What the task requires —
Copy the data below, from its first line through the line that contains "xmin=644 ymin=684 xmax=714 ymax=747", adding 21 to every bounding-box coordinate value and leaving all other text unchanged.

Input —
::::::

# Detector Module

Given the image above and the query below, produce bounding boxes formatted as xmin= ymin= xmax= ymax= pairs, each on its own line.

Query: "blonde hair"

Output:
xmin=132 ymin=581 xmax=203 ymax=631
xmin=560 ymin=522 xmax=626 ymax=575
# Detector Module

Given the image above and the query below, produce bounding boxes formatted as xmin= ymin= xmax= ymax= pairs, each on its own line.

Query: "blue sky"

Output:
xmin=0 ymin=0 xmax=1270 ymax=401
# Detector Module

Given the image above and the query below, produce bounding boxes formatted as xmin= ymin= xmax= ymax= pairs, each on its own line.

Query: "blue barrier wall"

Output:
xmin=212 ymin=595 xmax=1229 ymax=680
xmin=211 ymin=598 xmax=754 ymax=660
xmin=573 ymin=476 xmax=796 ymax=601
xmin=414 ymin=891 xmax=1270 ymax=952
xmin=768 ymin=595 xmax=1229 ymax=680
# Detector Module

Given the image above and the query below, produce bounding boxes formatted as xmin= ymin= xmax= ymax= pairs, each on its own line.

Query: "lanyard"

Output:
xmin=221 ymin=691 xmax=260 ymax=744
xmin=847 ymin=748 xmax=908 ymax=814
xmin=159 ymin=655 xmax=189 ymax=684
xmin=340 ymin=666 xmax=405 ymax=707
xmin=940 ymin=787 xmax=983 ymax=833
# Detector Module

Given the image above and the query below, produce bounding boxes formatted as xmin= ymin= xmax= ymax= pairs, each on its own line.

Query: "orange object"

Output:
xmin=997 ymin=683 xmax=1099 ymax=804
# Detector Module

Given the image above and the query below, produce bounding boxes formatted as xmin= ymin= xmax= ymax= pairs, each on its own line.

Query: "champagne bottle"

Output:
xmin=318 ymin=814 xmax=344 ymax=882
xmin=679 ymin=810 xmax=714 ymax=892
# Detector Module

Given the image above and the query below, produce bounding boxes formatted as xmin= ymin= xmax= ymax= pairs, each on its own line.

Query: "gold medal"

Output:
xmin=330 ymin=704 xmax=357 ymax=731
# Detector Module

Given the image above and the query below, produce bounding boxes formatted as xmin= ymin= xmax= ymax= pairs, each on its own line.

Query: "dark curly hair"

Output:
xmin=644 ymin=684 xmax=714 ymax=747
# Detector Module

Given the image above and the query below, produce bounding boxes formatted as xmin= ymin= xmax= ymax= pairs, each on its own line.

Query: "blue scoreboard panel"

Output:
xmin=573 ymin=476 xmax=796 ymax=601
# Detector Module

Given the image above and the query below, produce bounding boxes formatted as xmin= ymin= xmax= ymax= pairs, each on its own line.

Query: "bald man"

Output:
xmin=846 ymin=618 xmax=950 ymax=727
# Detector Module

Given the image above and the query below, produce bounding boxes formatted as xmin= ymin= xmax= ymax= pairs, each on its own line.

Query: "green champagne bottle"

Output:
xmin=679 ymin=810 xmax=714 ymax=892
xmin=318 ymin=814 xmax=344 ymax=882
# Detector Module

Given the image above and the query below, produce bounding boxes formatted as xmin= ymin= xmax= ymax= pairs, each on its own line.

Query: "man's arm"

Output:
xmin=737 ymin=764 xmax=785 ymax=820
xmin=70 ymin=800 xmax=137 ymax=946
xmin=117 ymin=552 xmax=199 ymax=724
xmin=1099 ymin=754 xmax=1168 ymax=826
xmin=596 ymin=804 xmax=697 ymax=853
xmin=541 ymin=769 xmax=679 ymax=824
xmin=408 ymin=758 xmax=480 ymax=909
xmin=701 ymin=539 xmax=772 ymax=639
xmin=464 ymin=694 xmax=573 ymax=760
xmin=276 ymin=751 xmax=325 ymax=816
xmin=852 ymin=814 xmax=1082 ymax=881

::::::

Written solution —
# Detector Module

Given the image above and the query below, produce bounding boxes formatted as xmin= ymin= xmax= ymax= pairs, each on its own line.

Query: "blonde hair"

Output:
xmin=153 ymin=602 xmax=224 ymax=652
xmin=581 ymin=543 xmax=647 ymax=596
# Detector Module

Given the image above and the query below, produce bounding boxes formatted as xmin= ymin= xmax= ymax= pairs, each on its own line.

Query: "blue sky"

Output:
xmin=21 ymin=21 xmax=1291 ymax=422
# Detector Module

Given the image above and the query below, produce bounding boxes formatted as xmin= ymin= xmax= ymax= pairs, each on its own line.

Query: "blue barrier wall"

Output:
xmin=233 ymin=616 xmax=1250 ymax=701
xmin=232 ymin=619 xmax=775 ymax=681
xmin=594 ymin=497 xmax=817 ymax=622
xmin=435 ymin=912 xmax=1291 ymax=973
xmin=789 ymin=616 xmax=1250 ymax=701
# Detector Module

Given the image above and the query below, produce bounding boxes formatted as xmin= ymin= xmax= ymax= pairs, each on its own line.

Query: "lanyard"

Output:
xmin=242 ymin=712 xmax=281 ymax=765
xmin=868 ymin=769 xmax=929 ymax=835
xmin=180 ymin=676 xmax=210 ymax=705
xmin=361 ymin=687 xmax=426 ymax=728
xmin=961 ymin=808 xmax=1004 ymax=854
# Detector Module

Given the image above and the query below, produce bounding boxes formatted as xmin= ymin= xmax= ymax= pairs, each on its own line.

Query: "orange object"

Output:
xmin=1018 ymin=704 xmax=1120 ymax=825
# Detector Module

Given the image above and the query below, produce bounding boxes formatted as xmin= ymin= xmax= ymax= pairs, each on its own line.

Query: "champagne bottle"

Output:
xmin=339 ymin=835 xmax=365 ymax=903
xmin=700 ymin=831 xmax=735 ymax=913
# Detector Module

Given the image above and the query below, produce bounding boxes formatted as xmin= ymin= xmax= ymax= pairs, each on its own line.

Query: "gold medal"

Output:
xmin=351 ymin=725 xmax=378 ymax=752
# Detector Module

Given the image above and the query below, produce bounding boxes formatted as xmin= ymin= xmax= ymax= pairs, each on its own line.

Query: "dark curly hair"

Output:
xmin=665 ymin=705 xmax=735 ymax=768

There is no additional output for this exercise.